TASK TO COMPLETE
Reproduce the listing below word for word, with no pictures.

SUPPLIED ENTRIES Start Marker

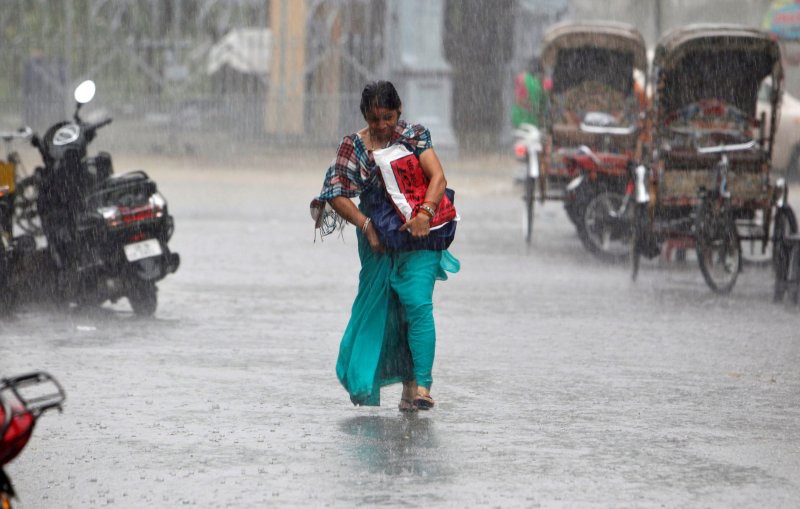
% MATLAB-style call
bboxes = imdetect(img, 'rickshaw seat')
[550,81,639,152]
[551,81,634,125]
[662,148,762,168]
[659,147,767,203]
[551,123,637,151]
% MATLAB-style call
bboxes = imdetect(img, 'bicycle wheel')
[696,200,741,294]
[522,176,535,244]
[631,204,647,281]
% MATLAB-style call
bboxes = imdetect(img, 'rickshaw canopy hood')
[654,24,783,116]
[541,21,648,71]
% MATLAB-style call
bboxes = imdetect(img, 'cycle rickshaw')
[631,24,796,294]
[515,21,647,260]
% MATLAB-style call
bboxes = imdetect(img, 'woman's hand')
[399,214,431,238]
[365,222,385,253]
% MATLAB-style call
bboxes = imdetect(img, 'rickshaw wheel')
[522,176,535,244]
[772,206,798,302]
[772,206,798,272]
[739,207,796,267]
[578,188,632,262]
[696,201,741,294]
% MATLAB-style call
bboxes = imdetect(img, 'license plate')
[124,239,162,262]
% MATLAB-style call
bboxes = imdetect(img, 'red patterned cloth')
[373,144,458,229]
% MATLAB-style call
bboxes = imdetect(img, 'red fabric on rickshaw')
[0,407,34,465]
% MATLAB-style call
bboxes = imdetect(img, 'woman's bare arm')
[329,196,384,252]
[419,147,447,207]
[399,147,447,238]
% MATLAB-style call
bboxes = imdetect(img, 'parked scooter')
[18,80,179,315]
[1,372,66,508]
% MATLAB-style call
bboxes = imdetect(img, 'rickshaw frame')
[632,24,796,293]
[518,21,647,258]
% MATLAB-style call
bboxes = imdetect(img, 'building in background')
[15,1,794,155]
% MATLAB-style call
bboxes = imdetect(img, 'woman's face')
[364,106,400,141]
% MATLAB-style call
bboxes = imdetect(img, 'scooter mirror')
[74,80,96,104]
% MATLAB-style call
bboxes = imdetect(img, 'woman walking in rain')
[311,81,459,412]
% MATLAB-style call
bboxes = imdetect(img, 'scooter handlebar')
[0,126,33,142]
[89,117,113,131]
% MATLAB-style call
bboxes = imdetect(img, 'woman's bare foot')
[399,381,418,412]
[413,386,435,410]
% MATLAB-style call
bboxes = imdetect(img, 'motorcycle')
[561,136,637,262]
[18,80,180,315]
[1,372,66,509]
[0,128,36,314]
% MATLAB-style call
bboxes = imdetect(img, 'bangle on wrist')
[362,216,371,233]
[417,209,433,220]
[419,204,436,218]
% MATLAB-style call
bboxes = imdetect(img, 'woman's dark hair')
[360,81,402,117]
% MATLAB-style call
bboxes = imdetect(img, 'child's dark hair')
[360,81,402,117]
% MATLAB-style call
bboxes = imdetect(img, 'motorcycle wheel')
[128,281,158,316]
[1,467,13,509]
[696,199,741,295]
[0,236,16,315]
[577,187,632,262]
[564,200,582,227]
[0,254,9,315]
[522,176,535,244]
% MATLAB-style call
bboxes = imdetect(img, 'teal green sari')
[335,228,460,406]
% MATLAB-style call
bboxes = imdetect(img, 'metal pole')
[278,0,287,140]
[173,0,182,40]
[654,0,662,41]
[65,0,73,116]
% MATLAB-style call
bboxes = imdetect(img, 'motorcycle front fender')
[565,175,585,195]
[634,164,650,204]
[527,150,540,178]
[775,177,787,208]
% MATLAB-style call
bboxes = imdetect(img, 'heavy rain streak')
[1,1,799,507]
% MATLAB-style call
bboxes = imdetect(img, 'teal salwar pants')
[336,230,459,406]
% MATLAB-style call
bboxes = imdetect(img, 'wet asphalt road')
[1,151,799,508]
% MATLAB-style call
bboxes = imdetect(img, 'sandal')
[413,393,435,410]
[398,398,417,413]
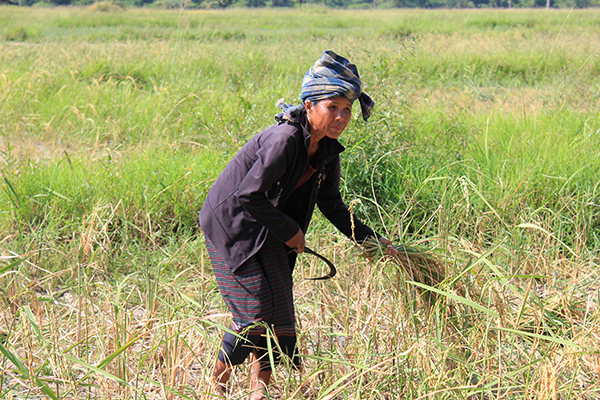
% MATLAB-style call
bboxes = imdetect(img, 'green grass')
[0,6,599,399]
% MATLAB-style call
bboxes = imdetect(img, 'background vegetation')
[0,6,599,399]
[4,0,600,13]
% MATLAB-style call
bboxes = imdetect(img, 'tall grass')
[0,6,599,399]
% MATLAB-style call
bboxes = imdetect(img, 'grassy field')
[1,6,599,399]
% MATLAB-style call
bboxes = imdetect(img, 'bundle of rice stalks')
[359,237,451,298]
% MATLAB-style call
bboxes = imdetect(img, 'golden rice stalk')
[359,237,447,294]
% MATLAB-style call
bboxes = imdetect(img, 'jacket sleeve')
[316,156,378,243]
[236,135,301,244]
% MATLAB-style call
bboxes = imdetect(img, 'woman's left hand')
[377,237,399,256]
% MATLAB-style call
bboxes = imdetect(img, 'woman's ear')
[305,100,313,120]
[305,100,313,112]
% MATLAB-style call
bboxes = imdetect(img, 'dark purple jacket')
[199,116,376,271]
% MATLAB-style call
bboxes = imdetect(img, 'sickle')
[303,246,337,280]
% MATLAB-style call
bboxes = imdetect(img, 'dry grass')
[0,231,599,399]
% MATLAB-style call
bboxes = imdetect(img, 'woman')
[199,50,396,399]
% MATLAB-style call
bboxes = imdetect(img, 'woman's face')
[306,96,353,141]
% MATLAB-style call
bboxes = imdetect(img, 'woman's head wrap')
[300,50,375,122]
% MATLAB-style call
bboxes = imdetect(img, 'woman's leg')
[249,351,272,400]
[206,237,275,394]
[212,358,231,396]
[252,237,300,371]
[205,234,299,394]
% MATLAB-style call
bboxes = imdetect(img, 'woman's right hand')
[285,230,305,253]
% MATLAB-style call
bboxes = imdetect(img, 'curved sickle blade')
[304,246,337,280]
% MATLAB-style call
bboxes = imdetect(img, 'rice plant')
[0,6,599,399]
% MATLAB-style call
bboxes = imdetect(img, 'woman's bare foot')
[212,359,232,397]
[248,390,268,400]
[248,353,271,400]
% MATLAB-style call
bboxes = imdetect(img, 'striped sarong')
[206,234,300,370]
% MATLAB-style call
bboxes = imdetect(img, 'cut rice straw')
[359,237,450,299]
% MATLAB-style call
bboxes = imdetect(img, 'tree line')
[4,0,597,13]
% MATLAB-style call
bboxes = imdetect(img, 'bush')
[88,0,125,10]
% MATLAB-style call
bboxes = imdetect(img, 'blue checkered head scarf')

SUPPLIED ENTRIES End Marker

ANSWER FOR THE TASK
% MATLAB-style call
bboxes = imdetect(img, 'rickshaw seat')
[550,81,639,152]
[551,81,634,125]
[662,148,762,168]
[659,147,767,203]
[551,123,637,151]
% MATLAB-style call
bboxes = imdetect(img, 'bicycle wheel')
[696,200,741,294]
[522,176,535,244]
[631,204,647,281]
% MATLAB-style call
bboxes = imdetect(img, 'rickshaw canopy hood')
[654,24,783,116]
[541,21,648,71]
% MATLAB-style call
bboxes = imdetect(img, 'cycle rickshaw')
[631,24,796,294]
[515,21,647,260]
% MATLAB-style call
bboxes = imdetect(img, 'woman's hand')
[399,214,431,238]
[365,222,385,253]
% MATLAB-style call
bboxes = imdetect(img, 'rickshaw wheel')
[522,176,535,244]
[772,206,798,302]
[772,206,798,272]
[739,207,796,267]
[578,188,632,262]
[696,201,741,294]
% MATLAB-style call
bboxes = imdetect(img, 'license plate')
[124,239,162,262]
% MATLAB-style call
bboxes = imdetect(img, 'red patterned cloth')
[373,144,458,229]
% MATLAB-style call
bboxes = imdetect(img, 'red fabric on rickshaw')
[0,407,34,465]
% MATLAB-style call
bboxes = imdetect(img, 'woman's bare arm')
[329,196,384,252]
[419,147,447,207]
[399,147,447,238]
% MATLAB-style call
bboxes = imdetect(img, 'parked scooter')
[18,80,179,315]
[1,372,66,508]
% MATLAB-style call
bboxes = imdetect(img, 'rickshaw frame')
[632,24,796,293]
[518,21,647,258]
% MATLAB-style call
bboxes = imdetect(img, 'building in background')
[15,1,794,155]
% MATLAB-style call
bboxes = imdetect(img, 'woman's face')
[364,106,400,141]
% MATLAB-style call
bboxes = imdetect(img, 'scooter mirror')
[74,80,96,104]
% MATLAB-style call
bboxes = imdetect(img, 'woman walking in rain')
[311,81,459,412]
% MATLAB-style call
bboxes = imdetect(img, 'scooter handlebar')
[0,126,33,142]
[89,117,113,131]
% MATLAB-style call
bboxes = imdetect(img, 'woman's bare foot')
[399,381,418,412]
[413,386,435,410]
% MATLAB-style call
bboxes = imdetect(img, 'motorcycle')
[561,136,637,262]
[18,80,180,315]
[1,372,66,509]
[0,128,36,314]
% MATLAB-style call
bboxes = imdetect(img, 'bangle on wrist')
[362,216,371,233]
[417,209,433,220]
[419,204,436,218]
% MATLAB-style call
bboxes = imdetect(img, 'woman's dark hair')
[360,81,402,117]
% MATLAB-style call
bboxes = imdetect(img, 'child's dark hair')
[360,81,402,117]
% MATLAB-style call
bboxes = imdetect(img, 'motorcycle wheel')
[128,281,158,316]
[1,467,13,509]
[696,199,741,295]
[0,236,16,315]
[577,187,632,262]
[564,200,582,227]
[0,254,9,315]
[522,176,535,244]
% MATLAB-style call
bboxes = imdetect(img, 'teal green sari')
[335,228,460,406]
% MATLAB-style call
bboxes = imdetect(img, 'metal pole')
[278,0,287,140]
[173,0,182,40]
[654,0,662,41]
[65,0,73,116]
% MATLAB-style call
bboxes = imdetect(img, 'motorcycle front fender')
[565,175,585,195]
[634,164,650,204]
[527,150,540,178]
[775,177,787,208]
% MATLAB-style call
bboxes = imdetect(img, 'heavy rain streak')
[1,1,799,507]
% MATLAB-style call
bboxes = imdetect(img, 'teal salwar pants')
[336,230,459,406]
% MATLAB-style call
bboxes = imdetect(img, 'wet asphalt road')
[1,151,799,508]
% MATLAB-style call
bboxes = imdetect(img, 'sandal')
[413,393,435,410]
[398,398,417,413]
% MATLAB-style call
bboxes = imdetect(img, 'green grass')
[0,6,599,399]
% MATLAB-style call
bboxes = imdetect(img, 'background vegetation')
[0,6,599,399]
[4,0,600,13]
% MATLAB-style call
bboxes = imdetect(img, 'tall grass')
[0,6,599,399]
% MATLAB-style call
bboxes = imdetect(img, 'grassy field')
[1,6,599,399]
% MATLAB-style call
bboxes = imdetect(img, 'bundle of rice stalks')
[359,237,451,298]
% MATLAB-style call
bboxes = imdetect(img, 'golden rice stalk')
[359,237,447,294]
% MATLAB-style call
bboxes = imdetect(img, 'jacket sleeve')
[316,156,378,243]
[236,135,301,244]
% MATLAB-style call
bboxes = imdetect(img, 'woman's left hand')
[377,237,399,256]
% MATLAB-style call
bboxes = imdetect(img, 'woman's ear')
[305,100,313,120]
[305,100,313,112]
% MATLAB-style call
bboxes = imdetect(img, 'dark purple jacket')
[199,116,376,271]
% MATLAB-style call
bboxes = imdetect(img, 'sickle')
[303,246,337,280]
% MATLAB-style call
bboxes = imdetect(img, 'dry grass')
[0,231,599,399]
% MATLAB-style call
bboxes = imdetect(img, 'woman')
[199,50,396,399]
% MATLAB-style call
bboxes = imdetect(img, 'woman's face')
[306,96,353,141]
% MATLAB-style call
bboxes = imdetect(img, 'woman's head wrap')
[300,50,375,122]
% MATLAB-style call
bboxes = imdetect(img, 'woman's leg')
[249,351,272,400]
[206,237,275,394]
[212,358,231,396]
[252,237,300,371]
[205,234,299,394]
% MATLAB-style call
bboxes = imdetect(img, 'woman's right hand')
[285,230,305,253]
% MATLAB-style call
bboxes = imdetect(img, 'curved sickle blade')
[304,246,337,280]
% MATLAB-style call
bboxes = imdetect(img, 'rice plant')
[0,6,599,399]
% MATLAB-style call
bboxes = imdetect(img, 'woman's bare foot')
[212,359,232,397]
[248,390,268,400]
[248,353,271,400]
% MATLAB-style call
bboxes = imdetect(img, 'striped sarong')
[206,234,300,370]
% MATLAB-style call
bboxes = imdetect(img, 'cut rice straw')
[359,237,450,299]
% MATLAB-style call
bboxes = imdetect(img, 'tree line')
[4,0,597,13]
% MATLAB-style call
bboxes = imdetect(img, 'bush')
[88,0,125,10]
% MATLAB-style call
bboxes = imdetect(img, 'blue checkered head scarf')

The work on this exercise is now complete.